> **OPDRACHTEN**
[a] Hoeveel plaatsingen heeft jobhunting volgens het tekstfragment over re-integratieresultaten in 2020 opgeleverd, en hoeveel daarvan waren duurzaam?
[b] Schrijf een vervolg op het tekstfragment over re-integratieresultaten in 2020, aansluitend op de laatste zin.

> **TEKSTFRAGMENT**

┌──

In 2020 zijn 20 mensen met een fee geplaatst. We verwachten de komende periode hier weer gebruik van te maken.

Parttime inkomsten

In totaal zijn 112 mensen parttime aan het werk gegaan. We hebben een hoge ambitie geformuleerd, maar door corona zijn de resultaten tegengevallen.

Parttime ondernemerschap

Er zijn in totaal 30 succesvol uitgestroomd (uit de uitkering), waarvan 14 in zelfstandig ondernemerschap en 16 in loondienst.

Jobhunting

Jobhunting heeft geleid tot 74 plaatsingen waarvan 45 duurzaam. Het zoeken naar passende vacatures werkt goed en zullen we verder op inzetten, zoals ook voor statushouders.

Jobcoaching

Naast de doelgroep afspraakbaan zijn 154 mensen zijn vorig jaar in aanmerking gekomen voor

jobcoaching. We verwachten een groeiende behoefte aan jobcoaches en hebben de capaciteit hiervoor uitgebreid.

Doorontwikkeling Participatiebaan

We gaan meer sturen op de ontwikkeling naar een volgende stap voor de p-baners die dat kunnen. Vorig jaar is het aantal mensen op een Participatiebaan wat teruggelopen. Momenteel zijn er ongeveer 300 mensen op een Participatiebaan. Dit willen we terugbrengen naar 500.

Jongeren

In 2020 hebben we ongeveer 463 jongeren onder de 27 jaar geholpen. Daarvan zijn 28 parttime gaan werken (niet uit de uitkering) en 241 fulltime aan het werk gegaan. 194 deelnemers hebben ervoor gekozen om weer naar school te gaan. Jongeren vanuit het pro-vso komen kunnen een traject volgen naar werk via Route-arbeid. We zetten extra in op jongeren om ze weer naar school te laten gaan of anders aan werk te helpen.

└──

> **AANGELEVERDE GEGEVENS**
┌──

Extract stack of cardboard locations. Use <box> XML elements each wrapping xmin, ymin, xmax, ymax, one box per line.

└──

> **ANTWOORDEN**
[a] 74 plaatsingen, waarvan 45 duurzaam.

[b]
Ondersteunen kwetsbare mensen op de arbeidsmarkt

In 2020 zijn er 3469 afspraakbanen in de arbeidsmarktregio en in Groningen zijn 552 mensen vanuit de SW gedetacheerd bij een werkgever. Daarnaast werken 100 mensen op een nieuw beschut plek en ongeveer 94 mensen op een begeleid werken plek.

(21)

21 SROI (Social Return on Investment)

In 2020 (3e kwartaal) zijn er regionaal meer dan 1011 plekken gerealiseerd. Het aantal plekken is ondanks corona doorgegaan omdat gemeentelijke contracten in veel gevallen doorgelopen zijn. We blijven inzetten op SROI. Het is een belangrijk onderdeel geworden van ons gemeentelijk inkoopbeleid.

Uitstroompremie

Sinds november vorig jaar zijn er maandelijks ongeveer 25 mensen die langdurig in de uitkering zitten die met een premie aan het werk gaan. We verwachten met de premie meer mensen te activeren naar werk.

Basisbaan

Er zijn nu iets meer dan 25 mensen geplaatst op een basisbaan. We streven naar 40 basisbanen.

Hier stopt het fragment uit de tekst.